■ **WRITTEN TASKS**
1. Duplicate the dog forum thread word for word, everything from "Lol, i will" down to "is your expertise?.".
2. In the dog forum thread, why does MurphysMinder say they can't quote?
3. Resume the dog forum thread from the point where it stops.
*** SELECTED EXTRACT
Sorry but you've lost me now, I and everyone I know owns a healthy dog whatever the breed/type, loves it and cares for it well.
		
Click to expand...


----------



## CAYLA (21 April 2012)

Cop-Pop said:



			Scraggy doodle is cute but more lab pics pleeeeeease 

Click to expand...

Lol, i will get the rest on.


----------



## Dobiegirl (21 April 2012)

xxMozlarxx said:



			Did you actually read my post? Do you have one of these dogs? What is your expertise?.
		
Click to expand...

So what is your expertise?


----------



## MurphysMinder (21 April 2012)

Can't quote as on phone but I did not go back and read your posts Mozlar, they stuck in my memory!


----------



## IWillIfIWant (21 April 2012)
******
*** DATA EXCERPTS
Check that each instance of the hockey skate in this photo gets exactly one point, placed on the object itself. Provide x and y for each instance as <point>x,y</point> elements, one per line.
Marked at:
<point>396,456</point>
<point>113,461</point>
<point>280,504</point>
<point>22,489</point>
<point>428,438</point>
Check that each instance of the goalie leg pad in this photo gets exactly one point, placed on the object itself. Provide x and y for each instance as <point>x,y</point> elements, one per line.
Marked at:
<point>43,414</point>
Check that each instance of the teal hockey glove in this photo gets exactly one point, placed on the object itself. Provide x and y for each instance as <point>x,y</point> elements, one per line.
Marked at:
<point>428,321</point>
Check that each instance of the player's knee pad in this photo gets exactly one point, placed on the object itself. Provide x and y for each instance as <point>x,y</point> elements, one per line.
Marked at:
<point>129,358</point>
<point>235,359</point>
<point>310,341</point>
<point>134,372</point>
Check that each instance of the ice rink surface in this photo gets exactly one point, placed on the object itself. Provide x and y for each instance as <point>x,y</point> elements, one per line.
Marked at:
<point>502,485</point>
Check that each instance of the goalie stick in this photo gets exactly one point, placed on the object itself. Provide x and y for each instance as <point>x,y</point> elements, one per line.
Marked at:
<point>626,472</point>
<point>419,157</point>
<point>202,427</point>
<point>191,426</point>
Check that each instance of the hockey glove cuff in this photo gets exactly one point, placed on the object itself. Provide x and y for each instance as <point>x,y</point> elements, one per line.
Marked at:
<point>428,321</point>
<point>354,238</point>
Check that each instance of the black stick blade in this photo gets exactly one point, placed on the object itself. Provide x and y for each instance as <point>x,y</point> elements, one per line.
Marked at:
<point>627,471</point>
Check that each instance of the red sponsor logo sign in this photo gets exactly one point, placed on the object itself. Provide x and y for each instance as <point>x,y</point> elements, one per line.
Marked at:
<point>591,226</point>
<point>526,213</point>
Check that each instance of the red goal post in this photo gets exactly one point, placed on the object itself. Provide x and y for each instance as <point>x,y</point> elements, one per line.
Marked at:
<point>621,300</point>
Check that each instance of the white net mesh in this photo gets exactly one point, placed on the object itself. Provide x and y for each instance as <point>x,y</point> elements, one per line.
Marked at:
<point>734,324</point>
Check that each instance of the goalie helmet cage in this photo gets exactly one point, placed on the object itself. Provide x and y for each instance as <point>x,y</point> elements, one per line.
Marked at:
******
■ **EXPECTED RESULTS**
1.
Lol, i will get the rest on.


----------



## Dobiegirl (21 April 2012)

xxMozlarxx said:



			Did you actually read my post? Do you have one of these dogs? What is your expertise?.

2. MurphysMinder is on a phone.

3.
Can i just say one thing................EVERY DAMN RECOGNISED PEDIGREE BREED WILL ORIGINALLY HAVE DERIVED FROM X BREEDING DOGS!!!!!!!!!! The Jack Russel was not recognised as a breed until recently and im sure the doodle, cockerdoo etc etc will one day be a recognised breed. There will be poor examples of the breed as there is in all pedigree animals and there will be fantastic examples as there is in all pedigrees. To say all doodles are monstrosities and bred from unsuitable parents is narrow minded and wrong.... i personally know of doodles that are bred from show stock by professionals and many go on to be Help for the Disabled dogs or much loved, healthy family pets, doing agility, fly ball etc etc. If your issue is with over production and puppy farming etc then you need to not rip to shreds one or two breeds but speak of all breeds subjected to this fate and raise awareness of people who are not so expert and informed as you so clearly are.  Bored of the repetitive comments as it clearly shows you are all missing the point here!!!!


----------



## xxMozlarxx (21 April 2012)

Dobiegirl said:



			So what is your expertise?
		
Click to expand...

Hahaha....you first!


----------



## xxMozlarxx (21 April 2012)

Cop-Pop said:



			Scraggy doodle is cute but more lab pics pleeeeeease 

Click to expand...

Yeah...really cute, grown up and all..


----------



## IWillIfIWant (21 April 2012)

Sorry "Cockerpoo"


----------



## CAYLA (21 April 2012)

No one said doodles where monstrosities read back a little, I said there are designer monstrosities being bred and the poor little buggers are discarded of when maturity and full monstrosity is apparent.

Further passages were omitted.